Directions for this task:
Copy the material below verbatim, line for line, with no changes to wording, spacing, or punctuation.

-- BEGIN Task input --

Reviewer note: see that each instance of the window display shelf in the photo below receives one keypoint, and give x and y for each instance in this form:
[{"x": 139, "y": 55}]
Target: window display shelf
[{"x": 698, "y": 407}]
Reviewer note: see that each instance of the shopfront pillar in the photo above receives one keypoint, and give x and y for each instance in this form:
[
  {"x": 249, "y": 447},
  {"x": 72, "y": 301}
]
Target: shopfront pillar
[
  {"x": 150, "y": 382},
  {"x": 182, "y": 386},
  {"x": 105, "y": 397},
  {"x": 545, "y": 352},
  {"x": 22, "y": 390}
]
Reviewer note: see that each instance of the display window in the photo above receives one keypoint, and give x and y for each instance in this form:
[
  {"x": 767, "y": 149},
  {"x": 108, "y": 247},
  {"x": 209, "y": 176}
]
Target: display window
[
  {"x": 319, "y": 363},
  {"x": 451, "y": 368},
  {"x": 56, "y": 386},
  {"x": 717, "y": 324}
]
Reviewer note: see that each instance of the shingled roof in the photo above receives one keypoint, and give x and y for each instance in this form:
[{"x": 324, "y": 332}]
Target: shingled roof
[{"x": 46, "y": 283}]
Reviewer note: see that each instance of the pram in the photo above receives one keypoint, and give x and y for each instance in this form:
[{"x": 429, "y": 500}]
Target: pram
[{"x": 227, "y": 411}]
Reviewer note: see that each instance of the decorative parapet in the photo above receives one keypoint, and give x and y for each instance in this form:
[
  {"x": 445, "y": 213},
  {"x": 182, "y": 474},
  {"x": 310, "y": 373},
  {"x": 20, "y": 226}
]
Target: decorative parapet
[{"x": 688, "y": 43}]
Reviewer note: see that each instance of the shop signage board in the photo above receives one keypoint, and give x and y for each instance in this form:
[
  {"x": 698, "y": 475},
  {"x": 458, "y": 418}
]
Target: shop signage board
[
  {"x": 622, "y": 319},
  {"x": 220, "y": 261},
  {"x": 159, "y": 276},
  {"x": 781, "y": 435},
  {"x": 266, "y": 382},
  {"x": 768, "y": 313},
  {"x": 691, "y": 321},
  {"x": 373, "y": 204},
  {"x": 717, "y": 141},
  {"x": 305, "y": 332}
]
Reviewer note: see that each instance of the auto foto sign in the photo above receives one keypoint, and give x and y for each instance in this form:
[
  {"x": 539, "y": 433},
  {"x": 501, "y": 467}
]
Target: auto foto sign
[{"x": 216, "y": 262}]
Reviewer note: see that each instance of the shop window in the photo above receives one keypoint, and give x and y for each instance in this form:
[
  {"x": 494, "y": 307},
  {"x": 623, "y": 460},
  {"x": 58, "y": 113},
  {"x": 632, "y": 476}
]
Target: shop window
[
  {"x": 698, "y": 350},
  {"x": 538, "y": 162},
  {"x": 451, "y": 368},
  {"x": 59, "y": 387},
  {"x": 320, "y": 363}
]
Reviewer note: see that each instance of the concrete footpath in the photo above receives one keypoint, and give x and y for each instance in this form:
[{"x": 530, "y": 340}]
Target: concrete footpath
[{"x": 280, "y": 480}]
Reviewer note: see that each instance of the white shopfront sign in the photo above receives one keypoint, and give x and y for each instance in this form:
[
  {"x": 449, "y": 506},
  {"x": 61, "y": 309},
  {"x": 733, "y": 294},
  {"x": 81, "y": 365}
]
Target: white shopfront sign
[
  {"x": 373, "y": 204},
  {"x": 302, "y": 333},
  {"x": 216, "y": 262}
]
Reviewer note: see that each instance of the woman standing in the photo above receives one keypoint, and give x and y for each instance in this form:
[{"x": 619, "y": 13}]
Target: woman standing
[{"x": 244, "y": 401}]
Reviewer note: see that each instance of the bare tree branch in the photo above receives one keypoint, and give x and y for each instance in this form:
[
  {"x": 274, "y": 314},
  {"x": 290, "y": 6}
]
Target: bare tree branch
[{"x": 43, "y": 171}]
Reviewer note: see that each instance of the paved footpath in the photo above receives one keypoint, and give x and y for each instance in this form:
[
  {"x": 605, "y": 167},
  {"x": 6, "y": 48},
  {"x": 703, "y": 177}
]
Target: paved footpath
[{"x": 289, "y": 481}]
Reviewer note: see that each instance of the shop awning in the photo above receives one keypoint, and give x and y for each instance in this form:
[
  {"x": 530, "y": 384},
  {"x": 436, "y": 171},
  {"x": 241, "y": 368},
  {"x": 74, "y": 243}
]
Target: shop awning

-- END Task input --

Solution for this task:
Reviewer note: see that each instance of the window display shelf in the photo below receives one keypoint, and give x and y for each instance in this form:
[{"x": 139, "y": 55}]
Target: window display shelf
[{"x": 698, "y": 407}]
Reviewer note: see that each instance of the shopfront pillar in the photo above receives one keypoint, and give x and y for each instance in this form:
[
  {"x": 249, "y": 447},
  {"x": 72, "y": 301}
]
Target: shopfront pillar
[
  {"x": 150, "y": 382},
  {"x": 182, "y": 386},
  {"x": 105, "y": 397},
  {"x": 545, "y": 352},
  {"x": 22, "y": 390}
]
Reviewer note: see that each instance of the display window in the photo above receives one keypoint, and give x and y for each instance in this form:
[
  {"x": 767, "y": 149},
  {"x": 108, "y": 247},
  {"x": 209, "y": 176}
]
Target: display window
[
  {"x": 319, "y": 363},
  {"x": 451, "y": 368},
  {"x": 56, "y": 386},
  {"x": 717, "y": 324}
]
Reviewer note: see that each instance of the shingled roof in the photo above receives one keypoint, and give x and y for each instance in this form:
[{"x": 324, "y": 332}]
Target: shingled roof
[{"x": 46, "y": 283}]
Reviewer note: see that each instance of the pram in the photo above receives one keypoint, and give x and y for each instance in this form:
[{"x": 429, "y": 500}]
Target: pram
[{"x": 227, "y": 411}]
Reviewer note: see that each instance of the decorative parapet in the photo above receives one keypoint, and give x and y for each instance in this form:
[
  {"x": 445, "y": 213},
  {"x": 182, "y": 474},
  {"x": 310, "y": 373},
  {"x": 20, "y": 226}
]
Target: decorative parapet
[{"x": 688, "y": 43}]
Reviewer note: see that each instance of the shop signage board in the photo above receives one keypoint, and give x and y for each instance in this form:
[
  {"x": 698, "y": 475},
  {"x": 458, "y": 418}
]
Target: shop signage board
[
  {"x": 622, "y": 319},
  {"x": 220, "y": 261},
  {"x": 159, "y": 276},
  {"x": 781, "y": 435},
  {"x": 266, "y": 382},
  {"x": 768, "y": 313},
  {"x": 691, "y": 321},
  {"x": 373, "y": 204},
  {"x": 717, "y": 141},
  {"x": 305, "y": 332}
]
Reviewer note: see that each instance of the auto foto sign in the photo above receives one keypoint, and give x and y for each instance in this form:
[
  {"x": 539, "y": 433},
  {"x": 501, "y": 467}
]
Target: auto foto sign
[{"x": 216, "y": 262}]
Reviewer note: see that each instance of the shop window in the photo above receives one keypoint, and give x and y for each instance in this form:
[
  {"x": 494, "y": 307},
  {"x": 623, "y": 460},
  {"x": 58, "y": 113},
  {"x": 632, "y": 476}
]
Target: shop window
[
  {"x": 698, "y": 350},
  {"x": 538, "y": 162},
  {"x": 451, "y": 368},
  {"x": 59, "y": 387},
  {"x": 320, "y": 363}
]
Reviewer note: see that each instance of the concrete footpath in the photo above receives one keypoint, and give x and y for each instance in this form:
[{"x": 530, "y": 340}]
Target: concrete footpath
[{"x": 280, "y": 480}]
Reviewer note: see that each instance of the white shopfront sign in the photo above receives one keypoint, and give x and y for each instance in this form:
[
  {"x": 449, "y": 506},
  {"x": 61, "y": 309},
  {"x": 733, "y": 294},
  {"x": 81, "y": 365}
]
Target: white shopfront sign
[
  {"x": 373, "y": 204},
  {"x": 302, "y": 333},
  {"x": 216, "y": 262}
]
Reviewer note: see that each instance of the woman standing in the photo above receives one keypoint, and give x and y for each instance in this form:
[{"x": 619, "y": 13}]
Target: woman standing
[{"x": 244, "y": 401}]
Reviewer note: see that each instance of the bare tree branch in the photo above receives one keypoint, and give x and y for each instance in this form:
[
  {"x": 274, "y": 314},
  {"x": 290, "y": 6}
]
Target: bare tree branch
[{"x": 43, "y": 171}]
Reviewer note: see that each instance of the paved footpath in the photo above receives one keypoint, and give x and y for each instance in this form:
[
  {"x": 605, "y": 167},
  {"x": 6, "y": 48},
  {"x": 703, "y": 177}
]
Target: paved footpath
[{"x": 289, "y": 481}]
Reviewer note: see that each instance of the shop awning in the photo above receives one keypoint, and give x and y for each instance in this form:
[
  {"x": 530, "y": 384},
  {"x": 436, "y": 171},
  {"x": 241, "y": 368},
  {"x": 74, "y": 243}
]
Target: shop awning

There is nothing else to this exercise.